Extracted data entries:
==========

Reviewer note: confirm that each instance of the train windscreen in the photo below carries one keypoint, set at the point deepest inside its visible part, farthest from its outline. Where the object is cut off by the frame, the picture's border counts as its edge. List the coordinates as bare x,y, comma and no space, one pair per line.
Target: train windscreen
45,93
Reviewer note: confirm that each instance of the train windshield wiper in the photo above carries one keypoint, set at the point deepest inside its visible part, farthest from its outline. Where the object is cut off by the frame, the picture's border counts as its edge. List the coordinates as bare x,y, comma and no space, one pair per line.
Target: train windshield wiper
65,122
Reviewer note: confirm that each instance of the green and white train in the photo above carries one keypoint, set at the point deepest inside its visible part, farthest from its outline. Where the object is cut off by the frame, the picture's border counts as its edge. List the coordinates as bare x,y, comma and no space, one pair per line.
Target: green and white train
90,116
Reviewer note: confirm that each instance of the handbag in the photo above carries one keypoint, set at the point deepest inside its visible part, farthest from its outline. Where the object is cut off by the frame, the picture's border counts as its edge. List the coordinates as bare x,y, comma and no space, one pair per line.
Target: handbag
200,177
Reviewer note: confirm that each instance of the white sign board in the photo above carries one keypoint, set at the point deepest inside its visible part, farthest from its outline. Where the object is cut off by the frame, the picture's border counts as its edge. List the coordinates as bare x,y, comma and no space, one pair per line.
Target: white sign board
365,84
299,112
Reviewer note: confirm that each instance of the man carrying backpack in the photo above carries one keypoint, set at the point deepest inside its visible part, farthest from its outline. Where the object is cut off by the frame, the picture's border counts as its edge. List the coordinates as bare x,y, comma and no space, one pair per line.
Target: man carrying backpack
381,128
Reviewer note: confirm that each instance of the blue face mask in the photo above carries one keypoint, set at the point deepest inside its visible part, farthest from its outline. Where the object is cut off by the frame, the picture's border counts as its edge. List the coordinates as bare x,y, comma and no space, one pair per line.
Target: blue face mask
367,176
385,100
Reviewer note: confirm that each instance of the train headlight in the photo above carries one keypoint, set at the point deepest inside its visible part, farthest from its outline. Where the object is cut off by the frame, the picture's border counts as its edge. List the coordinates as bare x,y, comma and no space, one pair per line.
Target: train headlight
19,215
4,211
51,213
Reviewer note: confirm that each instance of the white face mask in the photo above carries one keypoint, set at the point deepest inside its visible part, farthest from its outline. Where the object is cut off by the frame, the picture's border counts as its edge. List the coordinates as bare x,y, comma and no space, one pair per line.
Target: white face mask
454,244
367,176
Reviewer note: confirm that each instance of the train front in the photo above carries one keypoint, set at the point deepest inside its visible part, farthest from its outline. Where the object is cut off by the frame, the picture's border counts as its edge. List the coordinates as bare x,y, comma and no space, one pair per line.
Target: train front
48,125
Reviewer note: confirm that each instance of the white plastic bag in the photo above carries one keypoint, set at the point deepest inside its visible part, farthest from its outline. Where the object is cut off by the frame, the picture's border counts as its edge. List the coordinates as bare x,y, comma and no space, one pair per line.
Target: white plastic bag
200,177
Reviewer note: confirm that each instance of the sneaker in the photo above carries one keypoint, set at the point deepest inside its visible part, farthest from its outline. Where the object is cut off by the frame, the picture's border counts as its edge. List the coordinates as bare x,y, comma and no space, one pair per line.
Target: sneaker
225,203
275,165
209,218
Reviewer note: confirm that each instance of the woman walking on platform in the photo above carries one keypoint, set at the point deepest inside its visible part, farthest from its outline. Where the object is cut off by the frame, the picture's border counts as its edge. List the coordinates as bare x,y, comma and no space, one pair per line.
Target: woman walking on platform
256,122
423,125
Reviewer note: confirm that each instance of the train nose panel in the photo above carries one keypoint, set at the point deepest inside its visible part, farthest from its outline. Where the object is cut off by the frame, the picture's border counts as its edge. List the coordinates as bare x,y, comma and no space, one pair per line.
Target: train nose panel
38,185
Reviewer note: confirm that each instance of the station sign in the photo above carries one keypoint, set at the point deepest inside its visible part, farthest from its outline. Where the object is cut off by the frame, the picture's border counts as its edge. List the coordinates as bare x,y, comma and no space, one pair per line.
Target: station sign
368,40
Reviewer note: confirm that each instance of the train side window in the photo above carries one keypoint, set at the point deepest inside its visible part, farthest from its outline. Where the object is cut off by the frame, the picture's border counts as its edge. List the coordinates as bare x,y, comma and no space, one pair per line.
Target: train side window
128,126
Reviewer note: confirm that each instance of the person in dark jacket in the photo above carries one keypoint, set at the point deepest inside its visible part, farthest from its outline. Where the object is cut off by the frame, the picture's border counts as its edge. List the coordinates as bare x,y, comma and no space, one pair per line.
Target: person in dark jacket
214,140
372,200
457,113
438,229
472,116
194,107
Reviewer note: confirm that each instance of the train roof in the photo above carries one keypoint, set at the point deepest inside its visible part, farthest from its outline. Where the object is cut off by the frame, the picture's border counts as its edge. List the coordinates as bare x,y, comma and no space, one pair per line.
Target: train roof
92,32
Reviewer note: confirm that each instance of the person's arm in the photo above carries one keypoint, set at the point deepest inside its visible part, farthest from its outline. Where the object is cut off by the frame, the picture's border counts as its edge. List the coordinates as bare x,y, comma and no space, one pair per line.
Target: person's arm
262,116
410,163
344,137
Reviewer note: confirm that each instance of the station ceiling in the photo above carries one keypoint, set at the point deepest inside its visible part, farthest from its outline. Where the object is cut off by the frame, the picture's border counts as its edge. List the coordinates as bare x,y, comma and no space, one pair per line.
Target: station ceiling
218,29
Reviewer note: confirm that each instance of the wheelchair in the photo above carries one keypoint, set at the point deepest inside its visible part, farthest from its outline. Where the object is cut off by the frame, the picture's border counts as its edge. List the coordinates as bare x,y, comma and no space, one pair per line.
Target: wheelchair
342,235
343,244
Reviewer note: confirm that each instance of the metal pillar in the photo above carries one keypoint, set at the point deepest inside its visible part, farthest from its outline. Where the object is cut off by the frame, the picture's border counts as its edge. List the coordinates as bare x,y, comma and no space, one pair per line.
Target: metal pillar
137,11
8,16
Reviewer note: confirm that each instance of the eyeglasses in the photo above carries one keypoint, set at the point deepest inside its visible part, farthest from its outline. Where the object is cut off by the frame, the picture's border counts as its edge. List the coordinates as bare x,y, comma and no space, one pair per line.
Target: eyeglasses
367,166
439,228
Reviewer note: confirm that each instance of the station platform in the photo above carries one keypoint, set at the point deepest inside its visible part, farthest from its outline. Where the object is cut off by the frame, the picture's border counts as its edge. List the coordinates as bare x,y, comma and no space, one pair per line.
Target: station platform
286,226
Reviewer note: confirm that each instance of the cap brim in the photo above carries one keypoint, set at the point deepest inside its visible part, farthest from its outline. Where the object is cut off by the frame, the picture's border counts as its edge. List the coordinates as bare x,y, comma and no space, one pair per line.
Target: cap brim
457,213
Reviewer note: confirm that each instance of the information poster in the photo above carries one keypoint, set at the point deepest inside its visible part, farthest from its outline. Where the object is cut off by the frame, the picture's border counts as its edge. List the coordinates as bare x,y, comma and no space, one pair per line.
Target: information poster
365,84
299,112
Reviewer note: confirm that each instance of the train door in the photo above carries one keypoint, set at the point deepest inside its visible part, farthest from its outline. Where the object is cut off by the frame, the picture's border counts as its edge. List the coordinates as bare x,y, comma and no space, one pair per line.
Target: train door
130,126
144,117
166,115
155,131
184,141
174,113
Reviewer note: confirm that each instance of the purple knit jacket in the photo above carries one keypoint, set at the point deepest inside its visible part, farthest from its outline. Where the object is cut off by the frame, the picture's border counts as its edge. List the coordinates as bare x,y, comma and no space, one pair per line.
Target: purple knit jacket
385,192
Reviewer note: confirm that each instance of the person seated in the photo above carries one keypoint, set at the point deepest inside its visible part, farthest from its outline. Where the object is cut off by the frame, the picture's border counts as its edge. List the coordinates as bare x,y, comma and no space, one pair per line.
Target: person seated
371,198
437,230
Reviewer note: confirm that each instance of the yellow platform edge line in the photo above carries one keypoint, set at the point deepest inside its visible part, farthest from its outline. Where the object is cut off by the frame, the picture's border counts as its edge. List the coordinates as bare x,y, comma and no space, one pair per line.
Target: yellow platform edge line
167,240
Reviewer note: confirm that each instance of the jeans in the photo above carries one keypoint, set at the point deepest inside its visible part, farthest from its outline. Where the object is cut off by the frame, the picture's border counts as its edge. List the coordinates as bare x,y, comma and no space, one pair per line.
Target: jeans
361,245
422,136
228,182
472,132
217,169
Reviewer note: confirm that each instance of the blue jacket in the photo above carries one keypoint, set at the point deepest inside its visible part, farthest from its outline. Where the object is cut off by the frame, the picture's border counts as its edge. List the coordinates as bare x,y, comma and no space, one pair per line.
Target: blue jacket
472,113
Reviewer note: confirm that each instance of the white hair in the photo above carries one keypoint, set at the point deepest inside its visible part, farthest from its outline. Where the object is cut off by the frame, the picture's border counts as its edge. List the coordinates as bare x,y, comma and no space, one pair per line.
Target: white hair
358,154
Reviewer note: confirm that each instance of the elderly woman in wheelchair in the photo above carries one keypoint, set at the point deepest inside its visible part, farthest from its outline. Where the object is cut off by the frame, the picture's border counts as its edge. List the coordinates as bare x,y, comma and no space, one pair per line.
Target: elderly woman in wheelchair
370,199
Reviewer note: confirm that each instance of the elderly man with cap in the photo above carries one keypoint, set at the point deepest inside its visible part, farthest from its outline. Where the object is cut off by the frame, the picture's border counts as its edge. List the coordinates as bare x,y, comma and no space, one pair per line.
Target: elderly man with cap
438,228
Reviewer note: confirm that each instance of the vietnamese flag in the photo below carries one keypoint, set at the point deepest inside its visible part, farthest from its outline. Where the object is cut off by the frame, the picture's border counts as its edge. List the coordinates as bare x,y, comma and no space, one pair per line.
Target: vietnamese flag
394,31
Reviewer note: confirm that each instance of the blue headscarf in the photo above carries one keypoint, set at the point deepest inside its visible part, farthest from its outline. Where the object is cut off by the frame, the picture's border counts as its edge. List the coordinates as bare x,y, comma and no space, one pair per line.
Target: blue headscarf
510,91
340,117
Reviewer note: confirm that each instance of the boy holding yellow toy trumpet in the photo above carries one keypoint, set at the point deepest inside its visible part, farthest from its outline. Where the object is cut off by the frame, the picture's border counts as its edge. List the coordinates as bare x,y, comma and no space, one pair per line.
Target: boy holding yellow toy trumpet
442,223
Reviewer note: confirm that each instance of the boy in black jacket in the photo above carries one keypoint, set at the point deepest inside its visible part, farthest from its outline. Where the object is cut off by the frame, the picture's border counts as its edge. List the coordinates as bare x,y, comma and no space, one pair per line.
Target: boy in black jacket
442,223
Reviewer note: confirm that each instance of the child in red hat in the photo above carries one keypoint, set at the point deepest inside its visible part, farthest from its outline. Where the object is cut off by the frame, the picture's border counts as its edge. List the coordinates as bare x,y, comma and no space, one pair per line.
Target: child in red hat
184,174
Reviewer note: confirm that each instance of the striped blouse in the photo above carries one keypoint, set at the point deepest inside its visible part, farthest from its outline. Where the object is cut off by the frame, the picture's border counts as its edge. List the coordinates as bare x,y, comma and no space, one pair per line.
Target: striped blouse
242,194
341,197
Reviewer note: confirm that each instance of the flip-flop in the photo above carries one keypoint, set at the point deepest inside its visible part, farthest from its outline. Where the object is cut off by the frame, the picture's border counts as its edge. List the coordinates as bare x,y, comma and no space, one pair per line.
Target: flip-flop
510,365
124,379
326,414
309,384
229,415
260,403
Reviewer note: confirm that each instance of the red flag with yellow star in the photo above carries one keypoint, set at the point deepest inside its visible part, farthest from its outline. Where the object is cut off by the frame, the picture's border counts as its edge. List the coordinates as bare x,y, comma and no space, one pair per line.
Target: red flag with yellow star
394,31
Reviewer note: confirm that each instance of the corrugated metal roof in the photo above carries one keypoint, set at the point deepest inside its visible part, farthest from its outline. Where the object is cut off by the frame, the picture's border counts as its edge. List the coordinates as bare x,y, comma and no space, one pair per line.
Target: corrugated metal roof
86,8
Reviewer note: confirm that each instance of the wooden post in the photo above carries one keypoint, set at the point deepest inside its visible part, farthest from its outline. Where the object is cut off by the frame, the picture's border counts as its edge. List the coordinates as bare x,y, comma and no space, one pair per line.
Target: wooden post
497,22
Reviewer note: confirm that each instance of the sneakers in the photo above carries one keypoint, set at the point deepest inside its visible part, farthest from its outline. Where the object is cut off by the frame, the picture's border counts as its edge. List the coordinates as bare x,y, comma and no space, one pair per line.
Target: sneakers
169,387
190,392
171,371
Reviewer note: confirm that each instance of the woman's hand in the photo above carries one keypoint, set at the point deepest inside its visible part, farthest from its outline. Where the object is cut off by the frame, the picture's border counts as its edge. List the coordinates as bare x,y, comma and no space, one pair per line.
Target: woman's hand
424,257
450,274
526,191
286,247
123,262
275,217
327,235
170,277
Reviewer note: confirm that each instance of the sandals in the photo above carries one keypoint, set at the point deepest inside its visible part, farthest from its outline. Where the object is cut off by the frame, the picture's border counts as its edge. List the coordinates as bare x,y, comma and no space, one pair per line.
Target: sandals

==========

### Task objective
Filter the records above down to the lines that hold the string "below".

### Output for this task
Reviewer note: confirm that each instance of the train windscreen in the photo below carries one keypoint, set at the point deepest inside its visible part, farthest from its outline. Where the object is cut off by the frame, the picture's border counts as its edge. List the coordinates as bare x,y, comma and no space, one pair per line.
Reviewer note: confirm that each instance of the vietnamese flag in the photo below carries one keypoint, set at the point deepest inside its visible part, farthest from its outline. Where the object is cut off by the frame, the picture's border counts as its edge. List the coordinates as bare x,y, comma and no space, one pair per line.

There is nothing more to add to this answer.